Faltam personagens no presépio da paróquia _ sondagem

Na paróquia estão a faltar algumas personagens para o Presépio deste ano. Como não sabemos quem há-de fazer esses papeis, decidimos pedir-te auxílio. Destas figuras públicas que seleccionei sem grandes motivos de relevância, tentando apenas destacar alguns dos que se destacaram em 2010, ou que se destacam nas suas áreas de representação, a saber, Desporto, Música, Política, Igreja Católica, Cinema/teatro, Comunicação Social, Economia, mundo Vip, quais convidarias para fazer parte do nosso Presépio? Todos são portugueses, porque a língua que se vai usar no presépio é mesmo o português. Queres dar-nos ajuda? Então vota nas duas sondagens que encontras no sidebar, e indica-nos quem poderia ou deveria ser o "Menino Jesus" e o "Rei Herodes".
Claro que esta é uma brincadeira que não pretende ter consequências nocivas ou nefastas. Nem queremos denegrir a imagem destas figuras públicas. Muito menos ainda confundir coisas sérias. É tão só uma forma de sorrir!
Se acaso acharem que outras figuras públicas portuguesas deveriam constar nesta lista, façam favor de indicar num comentário. Nunca se sabe se ainda iremos precisar mais alguma personagem. Ouvi dizer que José estava tão ocupado na carpintaria que não tinha a certeza de poder ir. A estrela disse que também estava com frio. Só Maria garantiu que ia. Ela não podia faltar mesmo. Por isso, amigos, digam lá qualquer coisinha que o Natal está á porta.

Atividades:
[a] No texto de origem, porque é que todas as figuras públicas escolhidas são portuguesas?
[b] Que áreas de representação das figuras públicas selecionadas enumera o texto de origem?

Dados apresentados:

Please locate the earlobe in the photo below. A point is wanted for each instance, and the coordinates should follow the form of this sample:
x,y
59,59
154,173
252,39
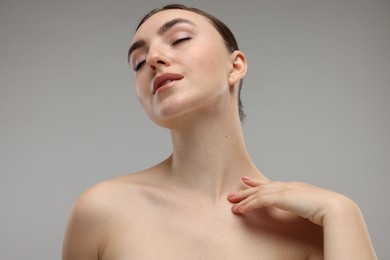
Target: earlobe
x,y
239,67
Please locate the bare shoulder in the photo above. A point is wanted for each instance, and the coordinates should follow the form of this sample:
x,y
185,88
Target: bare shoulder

--

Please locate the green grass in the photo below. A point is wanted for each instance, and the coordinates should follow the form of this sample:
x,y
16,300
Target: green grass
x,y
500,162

Soluções por ordem:
[a] Porque a língua que se vai usar no presépio é o português.

[b] Desporto, Música, Política, Igreja Católica, Cinema/teatro, Comunicação Social, Economia e mundo Vip.